■ **DESCRIPTION OF THE TASK**: Every line below is to be given again precisely; images are to be left out.

Image point grounding data:
--- --- ---

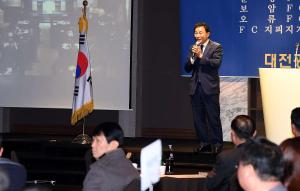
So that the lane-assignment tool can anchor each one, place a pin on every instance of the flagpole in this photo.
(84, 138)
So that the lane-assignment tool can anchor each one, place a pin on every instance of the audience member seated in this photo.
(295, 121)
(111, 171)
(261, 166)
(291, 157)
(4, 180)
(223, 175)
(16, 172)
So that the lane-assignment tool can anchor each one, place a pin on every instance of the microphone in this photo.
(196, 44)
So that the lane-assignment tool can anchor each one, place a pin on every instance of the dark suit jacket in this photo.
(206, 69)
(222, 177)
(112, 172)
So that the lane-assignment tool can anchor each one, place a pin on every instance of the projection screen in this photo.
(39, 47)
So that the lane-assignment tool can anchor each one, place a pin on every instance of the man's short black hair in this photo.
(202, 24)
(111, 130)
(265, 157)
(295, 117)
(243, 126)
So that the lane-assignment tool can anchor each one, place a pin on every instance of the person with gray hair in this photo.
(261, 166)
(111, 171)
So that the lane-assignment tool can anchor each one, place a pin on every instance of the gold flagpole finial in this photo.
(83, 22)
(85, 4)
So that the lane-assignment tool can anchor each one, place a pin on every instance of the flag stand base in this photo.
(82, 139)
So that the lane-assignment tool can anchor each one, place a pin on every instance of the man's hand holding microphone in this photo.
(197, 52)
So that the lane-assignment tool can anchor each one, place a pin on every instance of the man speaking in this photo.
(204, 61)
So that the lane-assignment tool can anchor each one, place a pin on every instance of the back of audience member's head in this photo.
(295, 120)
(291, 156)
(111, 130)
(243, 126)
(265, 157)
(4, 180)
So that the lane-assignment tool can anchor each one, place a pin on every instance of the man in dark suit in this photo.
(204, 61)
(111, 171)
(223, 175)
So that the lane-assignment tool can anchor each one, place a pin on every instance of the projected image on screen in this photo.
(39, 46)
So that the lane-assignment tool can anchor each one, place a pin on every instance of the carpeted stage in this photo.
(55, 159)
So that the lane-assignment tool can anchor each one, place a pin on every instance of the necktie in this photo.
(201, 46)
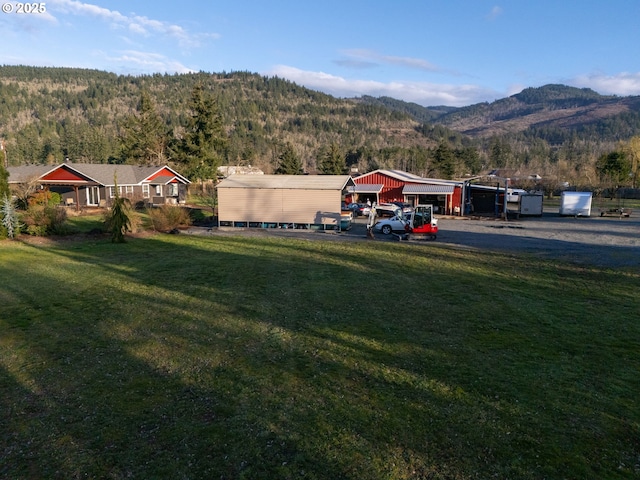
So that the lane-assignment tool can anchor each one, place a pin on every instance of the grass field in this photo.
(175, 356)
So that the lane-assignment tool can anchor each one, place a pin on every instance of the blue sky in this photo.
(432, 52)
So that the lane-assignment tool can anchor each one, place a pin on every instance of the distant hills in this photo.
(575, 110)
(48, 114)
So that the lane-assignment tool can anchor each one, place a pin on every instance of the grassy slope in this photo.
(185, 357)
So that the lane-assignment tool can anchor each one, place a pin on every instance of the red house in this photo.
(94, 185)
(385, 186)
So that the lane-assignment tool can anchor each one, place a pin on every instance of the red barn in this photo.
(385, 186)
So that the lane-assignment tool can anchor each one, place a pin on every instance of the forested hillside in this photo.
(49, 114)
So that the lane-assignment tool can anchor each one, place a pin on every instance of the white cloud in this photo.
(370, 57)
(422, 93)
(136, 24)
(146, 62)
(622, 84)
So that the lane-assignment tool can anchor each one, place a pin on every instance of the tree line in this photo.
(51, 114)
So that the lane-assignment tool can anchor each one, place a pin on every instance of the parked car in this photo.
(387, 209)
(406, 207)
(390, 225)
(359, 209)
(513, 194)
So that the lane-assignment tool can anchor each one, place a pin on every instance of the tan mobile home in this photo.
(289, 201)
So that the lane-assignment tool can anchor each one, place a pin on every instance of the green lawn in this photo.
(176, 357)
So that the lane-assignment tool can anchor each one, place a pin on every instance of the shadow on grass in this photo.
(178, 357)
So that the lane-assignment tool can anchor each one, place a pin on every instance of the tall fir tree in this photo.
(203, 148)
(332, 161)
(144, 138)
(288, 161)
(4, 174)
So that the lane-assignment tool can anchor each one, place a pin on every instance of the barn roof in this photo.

--- --- ---

■ **WRITTEN ANSWER**:
So that the lane-assignment tool can anchor each one, place a pin on every instance of the flagpole in this photo.
(84, 138)
So that the lane-assignment tool can anchor each one, place a pin on every instance of the audience member seated in this photo.
(295, 121)
(111, 171)
(261, 166)
(291, 157)
(4, 180)
(223, 175)
(16, 172)
So that the lane-assignment tool can anchor each one, place a pin on every instance of the microphone in this photo.
(196, 44)
So that the lane-assignment tool can anchor each one, place a pin on every instance of the dark suit jacket in this photo.
(206, 69)
(222, 177)
(112, 172)
So that the lane-assignment tool can anchor each one, place a pin on every instance of the projection screen in this photo.
(39, 47)
So that the lane-assignment tool can anchor each one, place a pin on every instance of the man's short black hair in this photo.
(202, 24)
(111, 130)
(265, 157)
(295, 117)
(243, 126)
So that the lane-assignment tool can anchor each one, place a pin on every instance of the person with gray hair in this photo.
(261, 166)
(111, 171)
So that the lane-assignment tool can anchor each one, place a pin on every instance of the gold flagpole finial in this photo.
(83, 22)
(85, 4)
So that the lane-assignment tool can anchor each one, place a pin on every instance of the flag stand base in this photo.
(82, 139)
So that the lane-assignment tool can anchor each one, place a pin on every instance of the man's hand holding microphone in this photo.
(197, 52)
So that the lane-assignment tool can anchor each one, place a pin on every instance of the man speaking in this photo.
(204, 61)
So that the lane-assignment tool can anchor each one, place a pin on every instance of the back of audience member's head in this photo.
(295, 120)
(291, 156)
(111, 130)
(243, 126)
(265, 157)
(4, 180)
So that the lane-assignment tool can anchor each one, place a pin on every instance of the man in dark suit in this photo.
(204, 61)
(111, 171)
(223, 175)
So that the lane-assignment tool can anchor each one, place a pin on every instance of the projected image on screen in this photo.
(39, 46)
So that the lane-assignment tool can anchor each one, place a pin on every instance of the carpeted stage in this photo.
(55, 159)
So that the lane-assignment tool can anchor each one, place a pin on every instance of the necktie in this photo.
(201, 46)
So that the lane-assignment tool can anchor each one, place a pin on every instance of the grass field in this photo.
(175, 356)
So that the lane-assignment tool can anchor each one, place a pin on every instance of the blue sky in this photo.
(432, 52)
So that the lane-assignment tool can anchor each one, place a pin on every instance of the distant hills in this photo.
(575, 110)
(48, 114)
So that the lane-assignment tool can anchor each one, place a pin on every instance of the grassy slope in this photo.
(185, 357)
So that the lane-assignment tool can anchor each one, place a pin on every instance of the red house in this photo.
(94, 185)
(385, 186)
So that the lane-assignment tool can anchor each one, place a pin on every instance of the red barn in this photo.
(385, 186)
So that the lane-assignment tool can anchor each one, place a pin on every instance of the forested hillside in this photo.
(49, 114)
So that the lane-assignment tool can anchor each one, place a pin on every instance of the white cloud in this photo.
(370, 57)
(422, 93)
(136, 24)
(146, 62)
(622, 84)
So that the lane-assignment tool can anchor each one, place a pin on every instance of the tree line in this photo.
(51, 114)
So that the lane-assignment tool can anchor each one, place a pin on every instance of the parked car in this photo.
(387, 209)
(406, 207)
(390, 225)
(359, 209)
(513, 194)
So that the lane-assignment tool can anchor each one, place a pin on every instance of the tan mobile home in this photo.
(289, 201)
So that the lane-assignment tool can anchor each one, place a pin on every instance of the green lawn in this photo.
(176, 357)
So that the lane-assignment tool can anchor each one, place a pin on every instance of the shadow on grass in this photo.
(178, 357)
So that the lane-assignment tool can anchor each one, place a pin on every instance of the tall fir tree in this photo.
(203, 148)
(332, 161)
(144, 138)
(288, 161)
(4, 174)
So that the lane-assignment tool can anchor each one, place a pin on every instance of the barn roof in this photo.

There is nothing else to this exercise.